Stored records

########

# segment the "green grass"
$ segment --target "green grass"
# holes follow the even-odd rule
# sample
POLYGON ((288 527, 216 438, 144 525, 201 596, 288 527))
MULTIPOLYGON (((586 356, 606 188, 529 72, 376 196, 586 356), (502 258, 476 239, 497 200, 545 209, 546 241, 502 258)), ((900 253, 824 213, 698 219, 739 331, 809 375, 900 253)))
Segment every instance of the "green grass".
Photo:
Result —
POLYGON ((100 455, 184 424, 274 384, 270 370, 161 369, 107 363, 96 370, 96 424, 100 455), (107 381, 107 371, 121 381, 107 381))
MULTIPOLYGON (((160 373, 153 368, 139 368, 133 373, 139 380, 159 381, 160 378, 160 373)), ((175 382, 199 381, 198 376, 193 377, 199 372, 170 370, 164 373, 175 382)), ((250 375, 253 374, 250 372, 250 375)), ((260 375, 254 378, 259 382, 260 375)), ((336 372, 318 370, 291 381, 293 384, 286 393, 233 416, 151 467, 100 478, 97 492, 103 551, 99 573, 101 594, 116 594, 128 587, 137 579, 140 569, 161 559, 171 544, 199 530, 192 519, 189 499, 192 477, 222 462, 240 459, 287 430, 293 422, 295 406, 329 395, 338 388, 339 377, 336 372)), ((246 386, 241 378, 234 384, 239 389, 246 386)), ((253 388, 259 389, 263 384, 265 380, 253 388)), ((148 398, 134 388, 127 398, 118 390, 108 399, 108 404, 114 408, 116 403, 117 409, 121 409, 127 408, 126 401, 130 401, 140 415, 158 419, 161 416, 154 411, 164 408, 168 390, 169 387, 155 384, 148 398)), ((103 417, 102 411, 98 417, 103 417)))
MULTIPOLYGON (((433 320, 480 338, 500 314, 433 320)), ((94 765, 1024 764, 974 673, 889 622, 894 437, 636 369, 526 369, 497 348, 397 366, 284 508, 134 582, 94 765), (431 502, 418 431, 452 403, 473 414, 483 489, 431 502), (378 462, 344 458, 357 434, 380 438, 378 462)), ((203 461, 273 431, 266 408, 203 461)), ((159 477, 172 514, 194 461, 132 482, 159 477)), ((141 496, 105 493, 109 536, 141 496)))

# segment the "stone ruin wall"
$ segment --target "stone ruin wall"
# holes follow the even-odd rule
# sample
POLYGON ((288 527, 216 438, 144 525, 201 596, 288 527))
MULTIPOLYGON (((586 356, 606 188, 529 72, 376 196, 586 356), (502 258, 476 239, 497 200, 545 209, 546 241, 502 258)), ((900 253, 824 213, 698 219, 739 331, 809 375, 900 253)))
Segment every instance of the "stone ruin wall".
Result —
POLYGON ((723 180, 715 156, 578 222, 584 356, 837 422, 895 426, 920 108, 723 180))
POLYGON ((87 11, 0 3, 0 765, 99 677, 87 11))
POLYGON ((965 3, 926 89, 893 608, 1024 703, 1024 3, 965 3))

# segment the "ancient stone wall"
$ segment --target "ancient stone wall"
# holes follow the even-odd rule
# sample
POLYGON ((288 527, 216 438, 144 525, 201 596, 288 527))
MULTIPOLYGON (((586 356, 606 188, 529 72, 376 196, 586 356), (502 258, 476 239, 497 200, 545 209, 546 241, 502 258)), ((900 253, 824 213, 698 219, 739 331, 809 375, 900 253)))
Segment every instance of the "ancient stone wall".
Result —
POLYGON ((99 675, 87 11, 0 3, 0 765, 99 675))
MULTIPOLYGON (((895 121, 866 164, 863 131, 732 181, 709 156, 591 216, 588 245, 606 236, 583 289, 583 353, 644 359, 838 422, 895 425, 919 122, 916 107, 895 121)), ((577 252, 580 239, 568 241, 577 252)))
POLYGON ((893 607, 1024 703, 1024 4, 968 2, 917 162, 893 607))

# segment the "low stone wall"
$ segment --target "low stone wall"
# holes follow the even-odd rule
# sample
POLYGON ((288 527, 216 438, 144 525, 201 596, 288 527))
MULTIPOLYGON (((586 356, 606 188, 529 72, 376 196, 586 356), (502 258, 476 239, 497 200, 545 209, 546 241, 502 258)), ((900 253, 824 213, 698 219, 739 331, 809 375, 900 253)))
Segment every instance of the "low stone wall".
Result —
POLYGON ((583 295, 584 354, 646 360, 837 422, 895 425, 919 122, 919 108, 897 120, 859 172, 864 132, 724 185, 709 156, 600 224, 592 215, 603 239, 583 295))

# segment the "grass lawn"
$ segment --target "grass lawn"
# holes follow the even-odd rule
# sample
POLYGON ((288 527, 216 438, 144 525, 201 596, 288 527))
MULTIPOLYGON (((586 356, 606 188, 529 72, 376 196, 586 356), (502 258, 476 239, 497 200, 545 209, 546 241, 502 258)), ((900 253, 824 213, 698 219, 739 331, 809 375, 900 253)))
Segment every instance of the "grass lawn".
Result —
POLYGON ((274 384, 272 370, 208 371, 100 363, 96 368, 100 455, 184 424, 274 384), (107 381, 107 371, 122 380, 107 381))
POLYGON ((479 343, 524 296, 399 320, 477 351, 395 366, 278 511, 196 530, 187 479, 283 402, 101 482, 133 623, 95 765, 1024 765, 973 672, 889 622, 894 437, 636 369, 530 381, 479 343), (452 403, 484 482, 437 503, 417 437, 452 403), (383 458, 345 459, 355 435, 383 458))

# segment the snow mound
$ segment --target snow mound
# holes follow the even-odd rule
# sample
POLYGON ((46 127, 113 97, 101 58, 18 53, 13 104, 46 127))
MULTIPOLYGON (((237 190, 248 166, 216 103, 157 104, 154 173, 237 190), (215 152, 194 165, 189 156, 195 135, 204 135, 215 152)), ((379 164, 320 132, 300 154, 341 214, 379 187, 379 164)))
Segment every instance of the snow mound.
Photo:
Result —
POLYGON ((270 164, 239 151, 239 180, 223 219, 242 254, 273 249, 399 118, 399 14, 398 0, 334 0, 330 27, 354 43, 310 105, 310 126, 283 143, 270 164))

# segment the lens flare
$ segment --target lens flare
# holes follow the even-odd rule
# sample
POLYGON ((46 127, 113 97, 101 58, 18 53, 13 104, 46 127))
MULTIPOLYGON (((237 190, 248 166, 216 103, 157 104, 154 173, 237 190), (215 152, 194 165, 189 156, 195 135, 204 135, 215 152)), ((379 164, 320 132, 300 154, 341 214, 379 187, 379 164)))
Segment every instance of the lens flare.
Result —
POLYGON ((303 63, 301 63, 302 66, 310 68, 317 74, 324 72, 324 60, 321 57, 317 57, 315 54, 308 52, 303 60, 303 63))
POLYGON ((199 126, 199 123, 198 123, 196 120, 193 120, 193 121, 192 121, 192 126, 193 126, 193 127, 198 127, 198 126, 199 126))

########

• **Task prompt**
Among the lines above, find those carrying the word "target" and copy them out.

• **Solution for this exercise**
$ segment --target "green grass"
$ segment --target "stone ruin wall"
$ segment --target "ancient stone wall"
$ segment --target "low stone wall"
$ segment --target "grass lawn"
$ segment --target snow mound
$ segment --target lens flare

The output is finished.